Given problem ::
Answer these from the 12-step animal rights text:
(a) In step 5, which two comparisons show that a group's rights also benefit others?
(b) In step 7, animal rights is called a matter of what, rather than personal traits?
(c) In the final paragraph, what is injustice said to be due to?

Dedicated to the premise of the animal rights movement -- that
only basic legal rights can make possible humane treatment of the vast
majority of nonhuman animals
-- A 12-Step Program to Recover from Animal Use, Exploitation, and
Destruction summarizes practical ways to move society beyond the animal
welfare systems, that have failed to eliminate the present horrible
exploitation, toward the rights the animals need.
1. Nonhuman animals have the moral rights, which should be
established as basic legal rights, not to be used by human beings, not
to be property, and to live according to their natures. Animals should
never be subjected to human-inflicted suffering or interference.
2. Insist on basic legal rights -- not secondary rights without basic ones already in place
-- as the primary goal, with secondary rights and enforcement mechanisms to follow achievement of that goal.
3. Do not confuse "helping animals," "improving conditions" for
exploited animals, or other animal-welfare measures with animal rights
objectives or goals, since animal rights by definition means getting to
where nonhuman animals don't need human help because human beings are
not using or interfering with them.
4. Where animals are known to be suffering due to the failure of the
animal-welfare system to protect them from human beings, demand that
authorities act to remedy the situation and educate about the inherent
inability of the welfare system to protect the animals.
5. Educate in part by debunking claims that animal rights is
anti-human and by demonstrating that animal rights is what humans need
most, just as women's rights benefit men and civil rights benefit
dominant as well as oppressed groups.
6. Communicate that humans are deserving of animal rights that do not
currently exist or are not enforced, and that animal exploitation,
oppression and abuse are original sources of similar mistreatment of
humans. Animal rights should help expand, not diminish, human rights,
except that human beings will no longer see themselves as having the
right to use or interfere with other animals.
7. Educate people about the way capitalism and politics work, to
emphasize that animal rights is a matter of justice rather than personal
traits such as compassion, caring, or empathy. This is not to dismiss
those traits as unimportant -- they're crucial to all interactions among
human beings and between humans and other sentient beings -- but to
heighten understanding of the important difference between the personal
and the political, the incidental and the systemic, feelings and
principles.
Compassion is natural except in a very small percentage of people.
Merely acting on compassion is insufficient to change institutions,
laws, and societies. Injustice isn't due to individual people's lack of
compassion or empathy; it is due to strong incentives to overcome those
positive traits.

Data section ::
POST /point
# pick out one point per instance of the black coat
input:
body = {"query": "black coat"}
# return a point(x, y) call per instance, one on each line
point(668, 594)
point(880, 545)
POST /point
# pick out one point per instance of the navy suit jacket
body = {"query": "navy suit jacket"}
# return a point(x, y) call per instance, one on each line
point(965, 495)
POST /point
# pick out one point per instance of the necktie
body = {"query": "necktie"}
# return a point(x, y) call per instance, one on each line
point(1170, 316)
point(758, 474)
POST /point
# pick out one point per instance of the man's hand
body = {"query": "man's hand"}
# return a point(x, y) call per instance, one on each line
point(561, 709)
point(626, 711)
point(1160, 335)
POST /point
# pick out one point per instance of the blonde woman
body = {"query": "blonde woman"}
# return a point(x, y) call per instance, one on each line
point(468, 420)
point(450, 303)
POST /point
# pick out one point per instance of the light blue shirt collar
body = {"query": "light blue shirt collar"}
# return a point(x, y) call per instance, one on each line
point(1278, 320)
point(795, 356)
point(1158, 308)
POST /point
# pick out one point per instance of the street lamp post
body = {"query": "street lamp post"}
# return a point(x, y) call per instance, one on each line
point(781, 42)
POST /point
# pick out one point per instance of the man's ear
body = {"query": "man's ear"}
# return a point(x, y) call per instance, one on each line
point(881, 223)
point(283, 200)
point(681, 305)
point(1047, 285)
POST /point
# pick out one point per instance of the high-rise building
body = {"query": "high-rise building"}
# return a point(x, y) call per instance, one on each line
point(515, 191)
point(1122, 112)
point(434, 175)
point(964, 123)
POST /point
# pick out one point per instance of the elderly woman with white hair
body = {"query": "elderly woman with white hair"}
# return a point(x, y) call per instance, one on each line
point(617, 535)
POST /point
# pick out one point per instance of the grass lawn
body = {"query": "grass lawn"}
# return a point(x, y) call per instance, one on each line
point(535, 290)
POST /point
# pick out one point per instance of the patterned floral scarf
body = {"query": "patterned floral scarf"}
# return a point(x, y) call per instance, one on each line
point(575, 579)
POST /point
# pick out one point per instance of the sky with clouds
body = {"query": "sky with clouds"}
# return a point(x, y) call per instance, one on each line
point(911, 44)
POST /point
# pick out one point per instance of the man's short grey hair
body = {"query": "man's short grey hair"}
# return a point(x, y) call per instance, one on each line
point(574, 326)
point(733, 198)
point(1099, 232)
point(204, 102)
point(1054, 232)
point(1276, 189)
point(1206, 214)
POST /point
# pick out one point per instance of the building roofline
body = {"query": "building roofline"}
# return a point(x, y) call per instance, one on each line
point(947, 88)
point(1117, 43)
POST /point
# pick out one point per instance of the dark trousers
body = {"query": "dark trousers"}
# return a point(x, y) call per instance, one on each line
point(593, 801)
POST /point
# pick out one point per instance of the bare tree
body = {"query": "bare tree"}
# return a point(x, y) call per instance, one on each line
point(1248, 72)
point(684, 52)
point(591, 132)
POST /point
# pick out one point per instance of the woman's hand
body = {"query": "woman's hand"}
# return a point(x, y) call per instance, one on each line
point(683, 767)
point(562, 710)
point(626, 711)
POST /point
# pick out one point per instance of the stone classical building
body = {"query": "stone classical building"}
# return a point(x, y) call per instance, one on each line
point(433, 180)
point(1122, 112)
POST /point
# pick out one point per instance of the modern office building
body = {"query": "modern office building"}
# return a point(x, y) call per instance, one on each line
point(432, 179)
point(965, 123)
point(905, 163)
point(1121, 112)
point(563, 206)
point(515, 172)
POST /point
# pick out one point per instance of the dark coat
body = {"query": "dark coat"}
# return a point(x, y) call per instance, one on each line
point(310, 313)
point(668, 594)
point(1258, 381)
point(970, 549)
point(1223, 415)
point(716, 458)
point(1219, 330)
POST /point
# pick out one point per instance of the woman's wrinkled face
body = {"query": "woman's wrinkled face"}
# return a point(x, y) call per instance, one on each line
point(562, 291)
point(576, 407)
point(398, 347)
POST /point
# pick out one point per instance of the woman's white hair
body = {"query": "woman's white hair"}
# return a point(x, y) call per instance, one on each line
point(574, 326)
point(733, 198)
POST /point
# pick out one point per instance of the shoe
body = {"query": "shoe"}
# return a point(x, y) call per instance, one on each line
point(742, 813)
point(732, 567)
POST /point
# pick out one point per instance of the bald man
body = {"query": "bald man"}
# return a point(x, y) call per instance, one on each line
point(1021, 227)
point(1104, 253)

Complete answer ::
(a) Women's rights benefit men, and civil rights benefit dominant as well as oppressed groups.
(b) Justice.
(c) Strong incentives to overcome the positive traits of compassion and empathy.